• _WHAT IS EXPECTED_
An exact copy of the lines from the one containing "for the body" through the final line of the records is the only acceptable answer.
============================================================
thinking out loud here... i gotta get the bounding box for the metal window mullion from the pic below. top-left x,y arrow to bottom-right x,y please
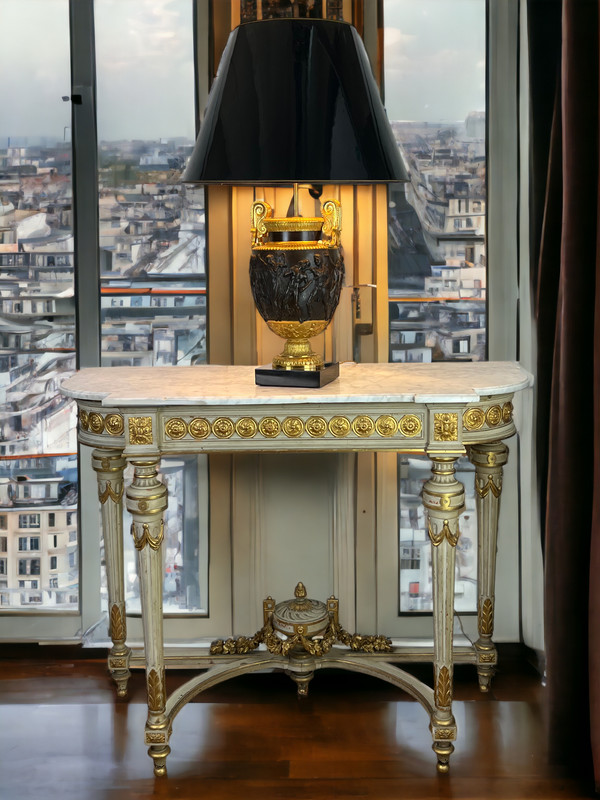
70,0 -> 100,369
69,0 -> 103,641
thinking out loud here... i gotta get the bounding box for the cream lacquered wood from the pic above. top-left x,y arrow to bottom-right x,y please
62,360 -> 531,776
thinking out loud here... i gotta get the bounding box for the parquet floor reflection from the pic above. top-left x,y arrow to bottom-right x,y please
0,648 -> 594,799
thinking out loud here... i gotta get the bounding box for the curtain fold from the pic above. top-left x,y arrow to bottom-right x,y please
530,0 -> 600,789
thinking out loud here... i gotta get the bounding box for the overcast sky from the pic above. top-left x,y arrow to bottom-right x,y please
0,0 -> 485,144
384,0 -> 486,122
0,0 -> 195,143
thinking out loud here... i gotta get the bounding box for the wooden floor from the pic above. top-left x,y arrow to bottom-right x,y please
0,647 -> 594,800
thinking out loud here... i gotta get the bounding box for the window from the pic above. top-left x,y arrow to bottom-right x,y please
0,516 -> 6,530
0,0 -> 521,646
50,556 -> 58,571
18,559 -> 41,576
95,0 -> 206,369
18,514 -> 41,529
0,0 -> 78,616
0,559 -> 6,575
385,0 -> 485,613
18,536 -> 40,551
48,513 -> 56,527
386,0 -> 486,363
452,337 -> 470,354
94,0 -> 209,617
400,545 -> 421,570
0,537 -> 6,553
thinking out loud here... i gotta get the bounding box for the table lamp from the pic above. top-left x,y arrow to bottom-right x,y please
183,17 -> 407,385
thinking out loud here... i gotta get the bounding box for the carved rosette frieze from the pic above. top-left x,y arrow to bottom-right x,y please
352,415 -> 375,437
486,405 -> 502,426
462,400 -> 514,434
463,407 -> 486,431
259,417 -> 281,437
236,417 -> 258,438
329,416 -> 351,437
282,417 -> 304,437
213,417 -> 235,438
306,416 -> 328,437
164,417 -> 187,440
88,412 -> 105,434
79,410 -> 124,437
160,412 -> 425,443
104,414 -> 125,435
399,414 -> 422,437
189,418 -> 210,439
375,415 -> 397,436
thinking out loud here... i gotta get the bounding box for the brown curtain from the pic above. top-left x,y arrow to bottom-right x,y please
530,0 -> 600,790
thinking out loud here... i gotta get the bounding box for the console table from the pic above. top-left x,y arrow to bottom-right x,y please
61,361 -> 532,776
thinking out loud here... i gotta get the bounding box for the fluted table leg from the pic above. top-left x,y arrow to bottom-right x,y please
469,442 -> 509,691
92,449 -> 129,697
423,455 -> 465,773
126,456 -> 169,777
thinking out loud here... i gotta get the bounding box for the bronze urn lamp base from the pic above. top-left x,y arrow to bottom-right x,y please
250,198 -> 344,383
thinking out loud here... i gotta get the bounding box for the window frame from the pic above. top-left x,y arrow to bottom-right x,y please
366,0 -> 527,643
0,0 -> 533,647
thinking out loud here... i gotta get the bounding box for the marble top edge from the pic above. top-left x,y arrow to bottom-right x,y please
61,362 -> 533,406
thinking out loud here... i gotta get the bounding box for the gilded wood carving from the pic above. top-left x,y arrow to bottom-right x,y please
435,666 -> 452,708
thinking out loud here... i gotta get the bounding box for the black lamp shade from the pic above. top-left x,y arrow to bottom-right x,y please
183,18 -> 408,185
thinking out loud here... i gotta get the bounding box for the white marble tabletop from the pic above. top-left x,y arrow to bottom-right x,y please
61,362 -> 532,407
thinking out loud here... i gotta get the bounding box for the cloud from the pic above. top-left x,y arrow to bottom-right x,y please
94,0 -> 195,139
383,27 -> 416,78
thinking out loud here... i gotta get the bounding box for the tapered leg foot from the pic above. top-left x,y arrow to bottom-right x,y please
149,745 -> 170,777
293,673 -> 313,697
433,741 -> 454,773
108,645 -> 131,698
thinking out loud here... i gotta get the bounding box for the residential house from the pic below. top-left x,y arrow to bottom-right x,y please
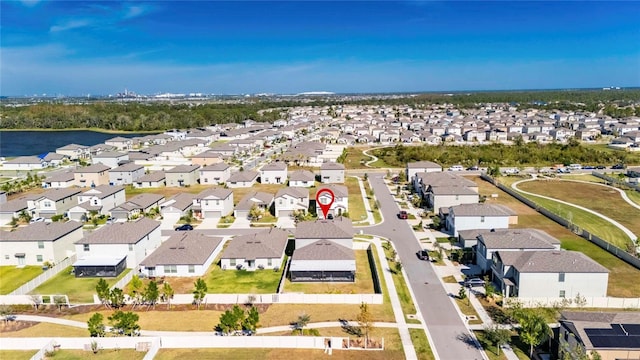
42,153 -> 66,167
91,151 -> 129,169
74,217 -> 161,274
190,150 -> 226,167
2,156 -> 47,171
220,228 -> 289,271
42,171 -> 75,189
140,232 -> 224,277
260,162 -> 288,184
56,144 -> 90,161
274,187 -> 310,218
199,163 -> 231,185
0,221 -> 83,266
558,311 -> 640,360
160,193 -> 194,219
74,164 -> 111,187
406,161 -> 444,181
0,198 -> 28,225
290,217 -> 356,282
27,188 -> 81,219
492,250 -> 609,299
316,184 -> 349,219
165,164 -> 200,187
108,162 -> 145,186
288,170 -> 316,187
233,191 -> 274,219
110,193 -> 165,221
104,137 -> 133,151
445,203 -> 516,237
67,185 -> 126,221
320,162 -> 345,183
427,185 -> 479,211
226,170 -> 259,188
133,171 -> 166,189
192,187 -> 234,219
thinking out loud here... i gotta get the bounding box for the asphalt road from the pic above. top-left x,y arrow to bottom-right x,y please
364,174 -> 485,360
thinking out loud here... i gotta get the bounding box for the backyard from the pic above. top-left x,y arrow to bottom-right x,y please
0,266 -> 43,294
471,176 -> 640,298
31,267 -> 131,303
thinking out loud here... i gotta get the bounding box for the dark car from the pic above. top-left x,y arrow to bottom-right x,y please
416,249 -> 429,261
464,277 -> 485,288
327,213 -> 334,220
582,165 -> 595,170
175,224 -> 194,231
595,165 -> 606,170
612,164 -> 625,170
467,165 -> 479,171
398,211 -> 408,219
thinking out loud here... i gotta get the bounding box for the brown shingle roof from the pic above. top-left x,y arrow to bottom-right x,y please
140,232 -> 223,266
221,228 -> 288,261
76,217 -> 160,244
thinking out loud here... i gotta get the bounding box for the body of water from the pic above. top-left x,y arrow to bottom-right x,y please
0,130 -> 155,157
============================================================
• _SOLUTION TO THE EXERCISE_
thinking out loud here... i gotta get the bounding box for the body of water from the pic above. top-left x,y arrow to bottom-right x,y please
0,130 -> 155,157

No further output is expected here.